Resume the hearing transcript on payment settlement risk, continuing after its final line.

*Document extract:*
>>
We are able to do that because the ledger says there is money 
there. A day later they come back to us and say, hey, there is 
no money there. Well, that company all of a sudden is out of 
business or for whatever reason we cannot get the money. That 
is where the risk lies and that is why these companies are 
having a hard time.
    Chairman Toomey. And given the technology that we have and 
we talked briefly about other kinds of electronic transfers, 
ATM, debit cards, mechanism that are in widespread use, seem to 
work very well as far as I can see, what is preventing a more 
modern way of solving this problem so that you can look in real 
time and know that there is money there or there is not, and 
you have that finality you are talking about? What is the 
obstacle here?
    Mr. Krause. We need a few more good programmers and a 
little bit more money.
    Chairman Toomey. I do not understand.
    Mr. Krause. We are working on a solution.
    Chairman Toomey. I mean, the technology exists, right?
    Mr. Krause. Yes, it does.
    Chairman Toomey. Has it not been adopted by this network?
<<
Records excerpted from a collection
>>
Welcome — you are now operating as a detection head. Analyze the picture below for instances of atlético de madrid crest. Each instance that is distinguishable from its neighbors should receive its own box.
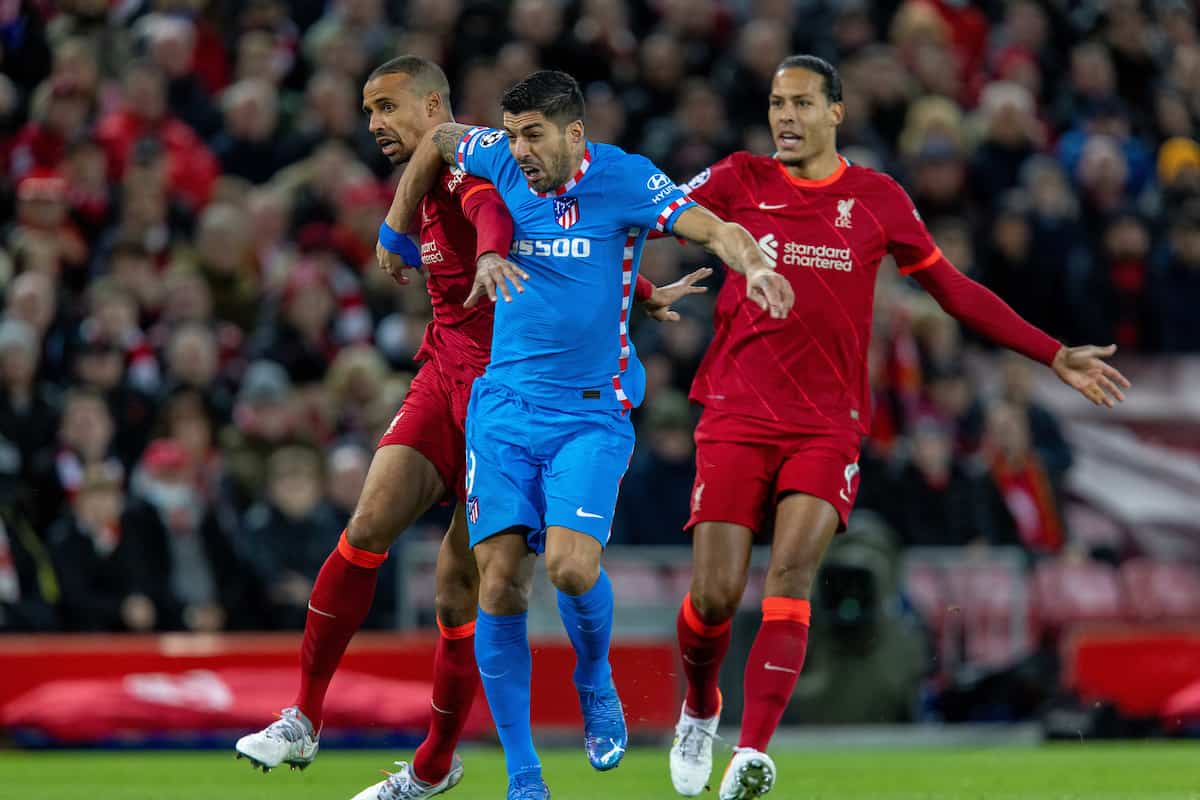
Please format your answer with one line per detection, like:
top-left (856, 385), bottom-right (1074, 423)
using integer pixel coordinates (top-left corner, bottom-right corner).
top-left (554, 197), bottom-right (580, 230)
<<
*Task answer:*
Is that the problem?
    Mr. Krause. Exactly. We are the first company in the 
country that is integrated with the Star ATM network which may 
be a solution to this problem. There are a couple of limiting 
factors in that the rules are yet to be clarified as to what 
you can do with this network.
    At this moment we are able to look into a DDA or a bank 
account and find out if there is money there. We are able to do 
that right now. By the end of this year we will be able to 
debit in real time, or actually capture or freeze funds, and 
then the account will be funded the next day. So that is real 
close to being accomplished.
    We have got a couple of issues. Number one, how many 
participating financial institutions are there to make this 
worthwhile for this particular industry; and number two--I lost 
my train of thought here. Oh, the rules pertaining to the 
business debits. The network essentially was set up for 
business to consumer, yes, business to consumer transactions.
    Chairman Toomey. Well, I am going to yield to my colleague, 
Mr. Pascrell, but then I am going to go back and ask some more 
questions, and I am going to try to follow up with a question 
about whether there is existing legislation that in any way 
impedes the development of this network that would be more 
efficient or whether there is a need for new legislation to 
facilitate it, but at this time I will yield to the gentleman 
from New Jersey.
    Mr. Pascrell. I just have a quick question, Mr. Chairman. I 
have to run to the other end of the campus for another meeting.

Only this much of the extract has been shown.